(Aim of the task)
Word for word, output the data, with none of its pictures.

(Working data)
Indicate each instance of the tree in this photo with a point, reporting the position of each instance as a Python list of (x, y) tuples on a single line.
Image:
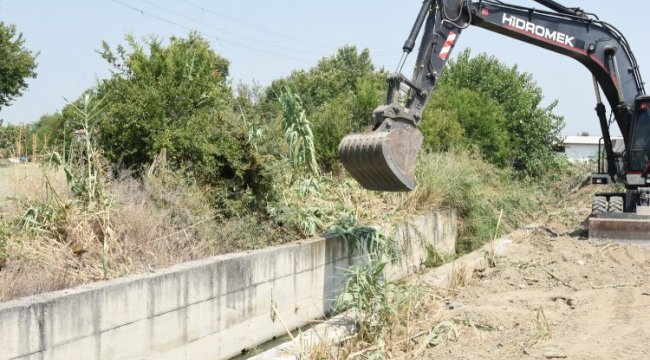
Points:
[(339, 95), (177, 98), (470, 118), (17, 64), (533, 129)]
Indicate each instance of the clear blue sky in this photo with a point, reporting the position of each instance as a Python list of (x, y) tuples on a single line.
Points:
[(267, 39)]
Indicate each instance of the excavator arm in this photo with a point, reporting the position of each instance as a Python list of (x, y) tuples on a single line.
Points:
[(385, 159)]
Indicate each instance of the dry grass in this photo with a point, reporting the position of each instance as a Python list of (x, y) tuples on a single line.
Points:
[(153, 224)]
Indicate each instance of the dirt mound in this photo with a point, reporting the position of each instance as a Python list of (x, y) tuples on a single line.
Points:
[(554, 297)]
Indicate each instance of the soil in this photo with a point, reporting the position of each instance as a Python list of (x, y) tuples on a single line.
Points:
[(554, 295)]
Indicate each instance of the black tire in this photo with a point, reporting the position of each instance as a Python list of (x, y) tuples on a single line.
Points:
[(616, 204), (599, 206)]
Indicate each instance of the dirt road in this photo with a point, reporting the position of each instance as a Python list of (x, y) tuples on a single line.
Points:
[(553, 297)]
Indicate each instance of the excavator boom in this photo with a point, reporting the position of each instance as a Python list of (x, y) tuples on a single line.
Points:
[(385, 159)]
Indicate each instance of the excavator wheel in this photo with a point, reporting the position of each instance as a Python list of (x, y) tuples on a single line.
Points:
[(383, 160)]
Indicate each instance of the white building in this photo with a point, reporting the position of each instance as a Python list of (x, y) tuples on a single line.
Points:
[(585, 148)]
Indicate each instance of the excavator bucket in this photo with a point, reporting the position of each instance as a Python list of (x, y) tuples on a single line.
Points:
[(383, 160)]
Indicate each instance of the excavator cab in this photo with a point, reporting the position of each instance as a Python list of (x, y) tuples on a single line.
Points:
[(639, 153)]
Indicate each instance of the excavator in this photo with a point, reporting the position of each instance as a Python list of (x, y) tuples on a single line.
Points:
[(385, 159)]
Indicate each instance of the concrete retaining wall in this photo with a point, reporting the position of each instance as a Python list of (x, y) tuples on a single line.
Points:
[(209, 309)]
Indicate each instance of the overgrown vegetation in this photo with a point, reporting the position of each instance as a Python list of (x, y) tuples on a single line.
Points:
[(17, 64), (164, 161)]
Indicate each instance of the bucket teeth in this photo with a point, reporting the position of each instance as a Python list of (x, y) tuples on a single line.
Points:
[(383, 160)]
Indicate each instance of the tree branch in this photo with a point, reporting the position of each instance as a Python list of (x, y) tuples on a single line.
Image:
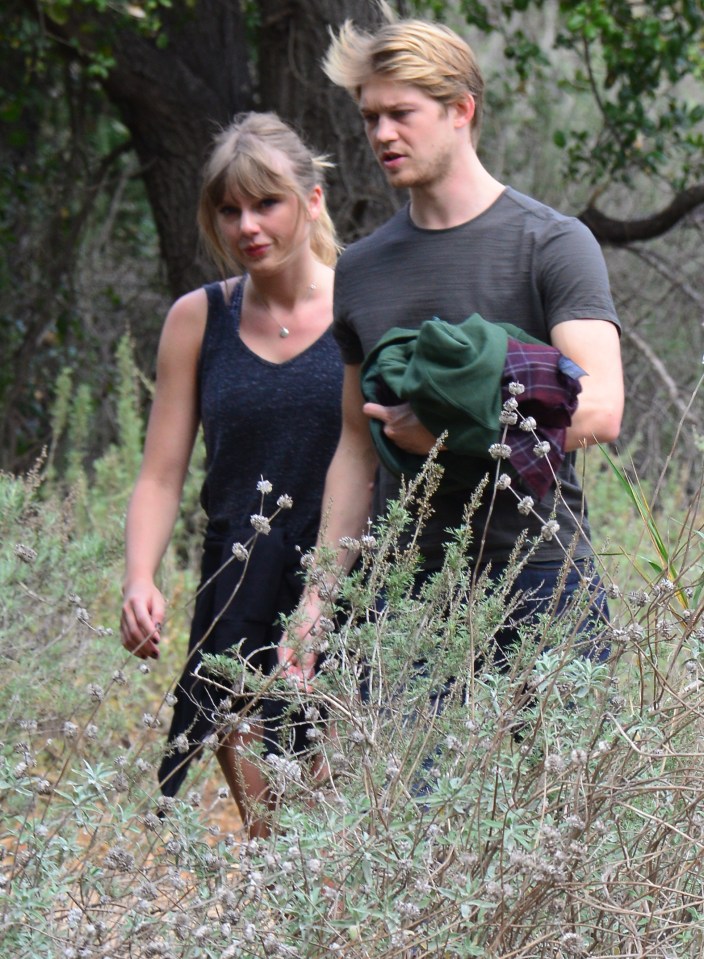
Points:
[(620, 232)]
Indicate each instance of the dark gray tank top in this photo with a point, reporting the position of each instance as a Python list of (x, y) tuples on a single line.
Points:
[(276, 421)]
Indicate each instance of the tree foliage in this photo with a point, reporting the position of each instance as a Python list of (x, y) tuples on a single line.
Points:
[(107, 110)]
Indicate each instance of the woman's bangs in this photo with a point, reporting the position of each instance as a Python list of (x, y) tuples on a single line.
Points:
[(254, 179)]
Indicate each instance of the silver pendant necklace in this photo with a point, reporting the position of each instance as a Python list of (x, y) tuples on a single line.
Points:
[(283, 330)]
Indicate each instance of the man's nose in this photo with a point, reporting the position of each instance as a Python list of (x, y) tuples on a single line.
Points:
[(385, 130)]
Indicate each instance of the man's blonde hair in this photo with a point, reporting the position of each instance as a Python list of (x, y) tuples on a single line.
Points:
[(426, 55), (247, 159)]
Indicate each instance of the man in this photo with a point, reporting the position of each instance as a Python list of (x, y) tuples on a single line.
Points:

(Problem solution)
Indicate each instance of the tree in this photo with a point, reporting the position of each instance as a Python list of (x, y) tuples on a single line.
Image:
Points:
[(339, 95), (177, 98), (470, 118), (17, 64), (533, 129)]
Indicate each instance of the clear blue sky in this photo with a point, reporting the position of each instance as a Python list of (x, y) tuples on a single line.
Points:
[(267, 39)]
Indicate each instance of the excavator arm in this photo with a point, reporting the position of each instance as a Python list of (x, y) tuples on a single line.
Points:
[(385, 159)]
Indicate each instance of the dry grass in this photo with a point, reporting the position of each instance as a Python list of (x, y) tuples on a single line.
Points:
[(153, 224)]
Indicate each instance of the dirt mound in this photo with a point, reporting the position of each instance as a Python list of (x, y) tuples on a single line.
Points:
[(554, 297)]
Indicate each instance of the soil in this photo with a point, reporting the position of each instance as a Python list of (x, y) tuples on a single line.
Points:
[(554, 295)]
Indicate each instance of the black tire in this photo with a point, reporting the position of each instance as a Python list of (x, y) tuples on a single line.
Points:
[(616, 204), (599, 206)]
Indicate each instance of the dirt road in this photo with a point, reporting the position of each instance as a Python list of (x, y) tuples on a single line.
Points:
[(553, 297)]
Indicate each instance of the excavator boom in this photo with a point, reporting the position of each instance as a Python list of (x, y) tuples on a single line.
Points:
[(385, 159)]
Indicate each instance of the excavator wheel in this photo with a point, reporting the position of each instance as a Python list of (x, y) tuples on a single line.
Points:
[(383, 160)]
Indicate each instance of the white building in this photo with a point, reporting the position of each instance as a Python list of (x, y) tuples on a single line.
Points:
[(585, 148)]
Indicate each instance of the excavator bucket in this photo with a point, reporting the position of each instance as a Python list of (x, y) tuples on a single line.
Points:
[(383, 160)]
Indicate each instance of the excavator cab in this photo with a point, reporting the position of each instance as a Python list of (x, y) tuples on a single line.
Points:
[(639, 153)]
Indicate each instance of the excavator in this photo with a point, reporting the position of each instance as a Python list of (x, y) tuples on a single line.
Points:
[(385, 159)]
Indicate each instance of the concrete retaining wall in this photo with a point, reporting the position of each instance as a Python list of (x, y) tuples on a single line.
Points:
[(209, 309)]
Indicate each instance of the overgrown vegetation in this photo with a point, reporting the position of each instance as a Python list of (x, y) tuples on a single line.
Points:
[(17, 64), (164, 161)]
Indicate each instance of the bucket teeth in this photo with a point, reporting the position of each instance as a Python list of (x, y) tuples on a single line.
Points:
[(383, 160)]
Indicate each instance of the tree branch in this photo with a point, reporting the position of each instance as a Python list of (x, y) tuples on a single line.
Image:
Points:
[(620, 232)]
Indicate each instance of the dark gray tank top in this photo with a point, reporting the position of each instance as a Python list of (x, y) tuples on a single line.
Points:
[(276, 421)]
Indicate each instance of the tree foliage in this photo with a point, reporting the position of each instance as a Python list of (x, y) tuples on a single line.
Points:
[(107, 110)]
Indicate each instance of the woman's bangs in this photo with a point, reporting the position of each instance as a Python list of (x, y) tuples on a single line.
Points:
[(254, 179)]
Indicate each instance of the silver pendant necklace in this photo with a point, reporting the position of each instance as a Python list of (x, y) tuples on a single line.
Points:
[(283, 330)]
Indicate each instance of the man's nose in this photo with a point, reporting the position of each instance as a Python list of (x, y) tuples on a single line.
Points:
[(385, 130)]
Indicate each instance of the man's blonde hair in this photo with a point, reporting the position of each instance as a Python list of (x, y) tuples on a single line.
Points:
[(426, 55), (247, 159)]
Indicate each instance of the man in this photo with a point, reporting the position of each instance as a Python list of (x, y) tuples on a single line.
Points:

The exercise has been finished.